WHAT YOU WILL DO: Filter out every line below that lacks "plant", and copy the rest.

Point localization data:
§

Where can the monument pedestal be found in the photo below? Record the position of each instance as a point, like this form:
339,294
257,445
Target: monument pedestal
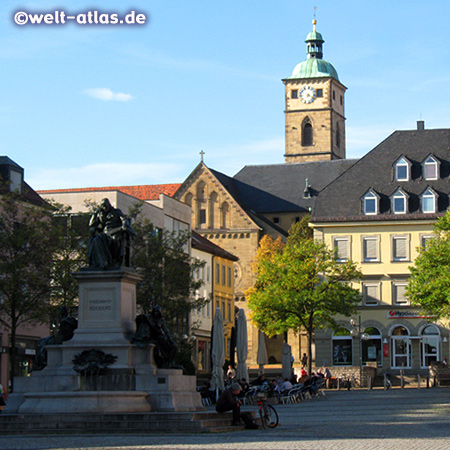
107,311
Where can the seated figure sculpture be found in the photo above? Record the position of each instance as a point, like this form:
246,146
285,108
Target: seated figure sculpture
152,329
65,332
110,234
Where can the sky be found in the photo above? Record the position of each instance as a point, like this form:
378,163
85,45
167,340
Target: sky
86,105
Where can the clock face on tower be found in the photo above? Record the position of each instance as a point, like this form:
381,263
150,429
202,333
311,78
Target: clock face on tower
308,94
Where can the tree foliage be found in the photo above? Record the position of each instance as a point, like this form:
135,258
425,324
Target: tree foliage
28,239
69,257
300,286
429,284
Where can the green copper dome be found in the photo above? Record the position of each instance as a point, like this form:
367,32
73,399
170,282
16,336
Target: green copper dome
314,66
314,36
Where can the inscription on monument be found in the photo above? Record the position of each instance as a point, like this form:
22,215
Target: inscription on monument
100,305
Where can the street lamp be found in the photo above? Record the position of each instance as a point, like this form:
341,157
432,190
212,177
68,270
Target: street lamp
357,332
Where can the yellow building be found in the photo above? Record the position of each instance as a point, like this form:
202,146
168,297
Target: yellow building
378,214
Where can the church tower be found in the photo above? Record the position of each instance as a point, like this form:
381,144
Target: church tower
315,120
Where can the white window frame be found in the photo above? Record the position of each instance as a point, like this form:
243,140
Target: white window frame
428,193
398,237
369,285
402,162
364,239
337,239
371,195
395,285
430,160
424,238
399,193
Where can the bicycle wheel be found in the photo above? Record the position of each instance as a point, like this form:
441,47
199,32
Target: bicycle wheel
271,416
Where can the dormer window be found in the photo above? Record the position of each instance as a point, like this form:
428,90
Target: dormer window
428,200
370,202
430,168
402,169
11,174
399,202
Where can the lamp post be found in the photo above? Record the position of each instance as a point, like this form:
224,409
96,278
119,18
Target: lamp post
357,332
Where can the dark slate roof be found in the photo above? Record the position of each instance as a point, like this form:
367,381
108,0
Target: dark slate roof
234,187
201,243
279,187
341,200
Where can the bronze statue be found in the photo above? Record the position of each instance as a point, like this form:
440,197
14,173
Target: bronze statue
65,332
152,329
109,245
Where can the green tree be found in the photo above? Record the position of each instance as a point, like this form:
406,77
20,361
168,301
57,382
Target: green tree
28,239
300,286
169,277
69,257
429,284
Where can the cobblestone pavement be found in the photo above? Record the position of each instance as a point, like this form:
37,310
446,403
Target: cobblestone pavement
409,419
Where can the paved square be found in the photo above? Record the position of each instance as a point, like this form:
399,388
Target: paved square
409,419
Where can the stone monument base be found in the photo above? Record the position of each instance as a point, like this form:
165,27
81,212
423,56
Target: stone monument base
132,384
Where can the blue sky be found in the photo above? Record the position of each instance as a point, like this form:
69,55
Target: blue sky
96,106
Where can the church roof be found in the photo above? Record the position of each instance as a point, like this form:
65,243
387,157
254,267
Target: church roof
342,199
142,192
281,187
199,242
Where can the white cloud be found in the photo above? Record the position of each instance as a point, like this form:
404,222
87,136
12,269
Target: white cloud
100,175
107,94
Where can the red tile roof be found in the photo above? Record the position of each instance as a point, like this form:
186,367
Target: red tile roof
142,192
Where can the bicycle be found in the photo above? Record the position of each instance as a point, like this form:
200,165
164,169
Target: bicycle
267,413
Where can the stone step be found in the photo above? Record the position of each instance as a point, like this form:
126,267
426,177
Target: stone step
146,423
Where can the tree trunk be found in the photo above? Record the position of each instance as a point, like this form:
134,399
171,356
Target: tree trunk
310,338
12,357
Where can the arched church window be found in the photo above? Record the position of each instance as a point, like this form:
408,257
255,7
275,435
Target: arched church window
225,215
188,199
213,210
307,133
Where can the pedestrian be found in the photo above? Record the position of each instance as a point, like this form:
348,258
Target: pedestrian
304,360
327,376
228,401
231,374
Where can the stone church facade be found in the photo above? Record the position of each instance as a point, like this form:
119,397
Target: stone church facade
236,212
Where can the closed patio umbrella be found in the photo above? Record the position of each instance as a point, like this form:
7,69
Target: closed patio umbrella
217,353
286,369
242,346
261,357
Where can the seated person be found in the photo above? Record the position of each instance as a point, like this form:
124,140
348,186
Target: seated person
286,386
228,401
206,392
259,381
244,386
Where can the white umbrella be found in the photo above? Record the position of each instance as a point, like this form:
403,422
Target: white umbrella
261,357
286,370
242,346
217,353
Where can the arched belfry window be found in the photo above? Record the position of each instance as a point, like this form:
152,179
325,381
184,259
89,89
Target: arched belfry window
225,215
307,133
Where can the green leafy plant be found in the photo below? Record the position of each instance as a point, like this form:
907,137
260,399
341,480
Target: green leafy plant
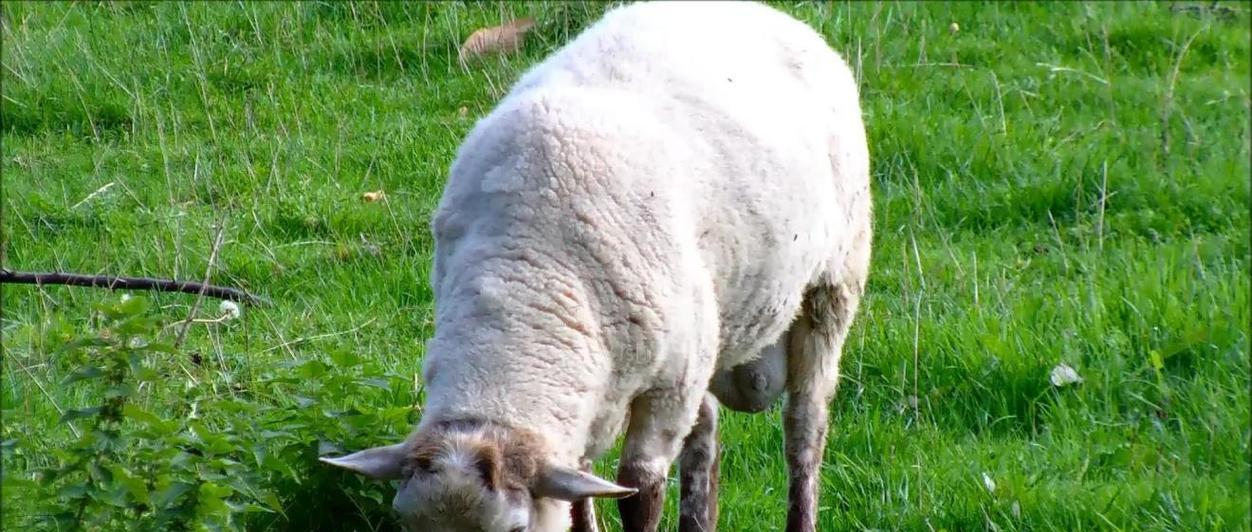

§

RESULT FOR THIS EXERCISE:
Where can the green leafy plant be found in the photo below? Record the position of each instance as a point, like this form:
Target: green leafy plant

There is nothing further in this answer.